==== Supplied passage
IPMash RAS are the first in RF to create technology of production of material for microelectronics of the future
The basis of modern electronic devices, computers, communication devices, sensors, transmitting and playback equipment are microcircuits made on the basis of semiconductor materials. Silicon is one of the main materials on the basis of which most of the various devices are currently manufactured and, in particular, such as: LEDs, semiconductor lasers, solar panels, mobile phones, satellite TV, radars, refrigerators, washing machines, microwave ovens and video equipment. An important advantage of silicon is the ease of processing. The production of silicon wafers for chips and microcircuits, polishing, cleaning and cutting them are well mastered all over the world and therefore devices made on the basis of silicon wafers are inexpensive.
The main disadvantages are that silicon-based semiconductor devices work stably only in a narrow temperature range, and do not withstand radiation exposure well.
Silicon carbide (a compound of silicon with carbon) can become one of the most promising materials capable of replacing silicon, without abandoning its manufacturing technologies brought to perfection.
“As a result of our research, a fundamentally new method of growing monocrystalline silicon carbide on silicon was discovered. The method is based on the coordinated substitution of a part of the atoms in silicon for carbon atoms without destroying the silicon base. For the first time in world practice, a self-consistent coordinated substitution of atoms of one grade for other atoms directly inside the initial crystal without destroying its crystal structure has been implemented. The quality of the structure of the layers obtained by this method exceeds significantly the quality of films grown on silicon substrates by leading global companies. The method is cheap and technologically advanced", says Sergey Arsenyevich Kukushkin, Head of theIPMash RAS Laboratory of Structural and Phase Transformations in condensed matter.
The main problem faced by the scientists was that with the standard growth of silicon carbide film on silicon, the crystal structure of silicon carbide does not coincide with the crystal structure of silicon. As a result, the silicon carbide film cracks. The atoms did not fall into place, mechanical stresses arose, and the film cracked. In this form, it becomes unsuitable for the manufacture of devices.
Then the scientists realized that it was necessary to «remove» some of the atoms in the substrate, that is, to create empty spaces in the crystal lattice of the substrate due to the formation of so-called «vacancies» in it. The main difficulty was to create vacancies at that very moment of the film's origin, precisely when the vapor sprayed from the external environment begins to turn into a silicon carbide film.
The scientists considered it most correct to replace some of the atoms in silicon with carbon, that is, to immediately turn silicon into silicon carbide without destroying it. According to theoretical research, if a carbon atom is placed in the voids on the silicon surface, and the silicon atom next to it is removed, it turns out that the dimensions of the silicon crystal lattice containing such defects will almost coincide with the dimensions of the silicon lattice without defects. That is, there will be no mechanical stress.
«The theoretical calculations have been fully confirmed in practice. We had to find such a chemical substance, as a result of interaction with which a carbon atom would be embedded in the silicon lattice, but so that the chemical reaction would not proceed immediately before the formation of silicon carbide, but an intermediate structure would be formed. And we found such a substance. It turned out to be ordinary carbon monoxide. Realizing this, we began to grow single-crystal silicon carbide films on silicon, which today surpass (in structure and composition) silicon carbide films on silicon grown by the world's main leaders in the field of electronic materials! And most importantly, cost of our films is more than ten times lower than the cost of these films,» explained Sergey Arsenyevich Kukushkin.
========
==== Data provided
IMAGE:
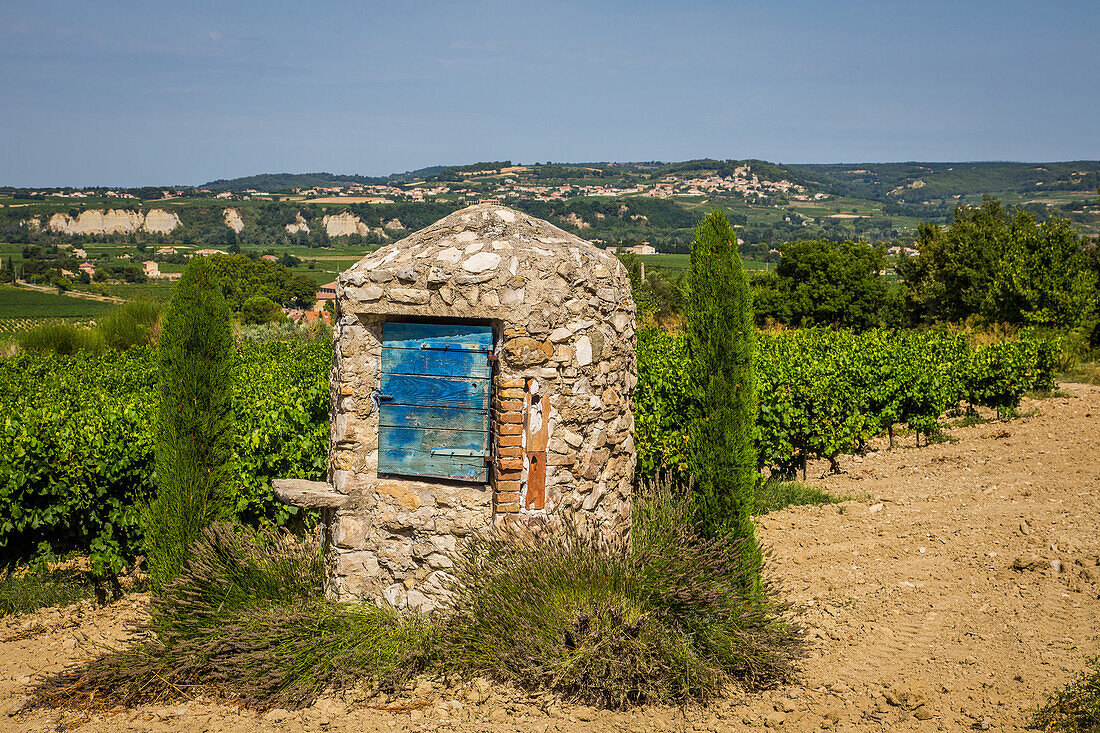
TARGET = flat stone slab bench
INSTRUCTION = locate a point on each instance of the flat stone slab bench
(314, 494)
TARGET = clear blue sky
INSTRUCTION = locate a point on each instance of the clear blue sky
(130, 94)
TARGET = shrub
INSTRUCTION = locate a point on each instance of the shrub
(194, 428)
(58, 337)
(245, 621)
(664, 620)
(721, 351)
(259, 309)
(135, 323)
(35, 588)
(1075, 708)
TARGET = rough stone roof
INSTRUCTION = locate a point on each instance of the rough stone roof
(490, 248)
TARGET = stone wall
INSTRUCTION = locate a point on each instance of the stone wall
(561, 424)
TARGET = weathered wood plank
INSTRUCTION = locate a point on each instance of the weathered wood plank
(408, 451)
(299, 492)
(438, 336)
(442, 363)
(439, 392)
(432, 417)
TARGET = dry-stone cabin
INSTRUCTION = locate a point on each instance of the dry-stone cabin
(483, 376)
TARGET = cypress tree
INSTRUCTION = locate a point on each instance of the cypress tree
(721, 347)
(194, 427)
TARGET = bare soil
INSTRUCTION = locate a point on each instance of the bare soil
(956, 590)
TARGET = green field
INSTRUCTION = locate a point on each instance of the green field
(680, 262)
(19, 303)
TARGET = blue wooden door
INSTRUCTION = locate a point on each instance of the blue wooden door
(433, 400)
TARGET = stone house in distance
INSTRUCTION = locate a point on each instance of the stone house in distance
(483, 376)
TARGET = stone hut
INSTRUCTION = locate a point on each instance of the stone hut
(483, 375)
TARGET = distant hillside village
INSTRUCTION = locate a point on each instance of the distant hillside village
(642, 208)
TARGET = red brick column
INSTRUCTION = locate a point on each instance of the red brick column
(506, 428)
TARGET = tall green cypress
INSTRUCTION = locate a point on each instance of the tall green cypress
(194, 428)
(721, 347)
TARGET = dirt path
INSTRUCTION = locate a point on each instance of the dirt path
(932, 602)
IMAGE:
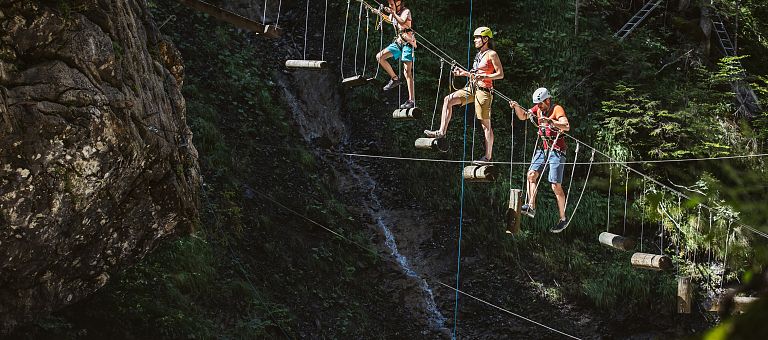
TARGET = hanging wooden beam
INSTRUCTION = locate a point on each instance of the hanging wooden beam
(479, 173)
(740, 304)
(354, 81)
(269, 31)
(439, 144)
(306, 64)
(413, 113)
(651, 261)
(616, 241)
(684, 295)
(513, 211)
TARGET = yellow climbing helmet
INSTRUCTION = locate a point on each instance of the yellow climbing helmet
(484, 32)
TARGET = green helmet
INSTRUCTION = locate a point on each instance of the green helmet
(484, 32)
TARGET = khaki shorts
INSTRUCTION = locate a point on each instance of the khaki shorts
(482, 100)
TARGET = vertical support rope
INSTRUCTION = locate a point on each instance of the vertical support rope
========
*Apply what you read*
1) From the silicon carbide article, reproduce word for word the part that opens with the words containing "The main problem" and closes with "silicon carbide film.".
2) In the silicon carbide article, what substance turned out to embed a carbon atom in the silicon lattice?

*Your written answers*
1)
The main problem faced by the scientists was that with the standard growth of silicon carbide film on silicon, the crystal structure of silicon carbide does not coincide with the crystal structure of silicon. As a result, the silicon carbide film cracks. The atoms did not fall into place, mechanical stresses arose, and the film cracked. In this form, it becomes unsuitable for the manufacture of devices.
Then the scientists realized that it was necessary to «remove» some of the atoms in the substrate, that is, to create empty spaces in the crystal lattice of the substrate due to the formation of so-called «vacancies» in it. The main difficulty was to create vacancies at that very moment of the film's origin, precisely when the vapor sprayed from the external environment begins to turn into a silicon carbide film.

2) Ordinary carbon monoxide.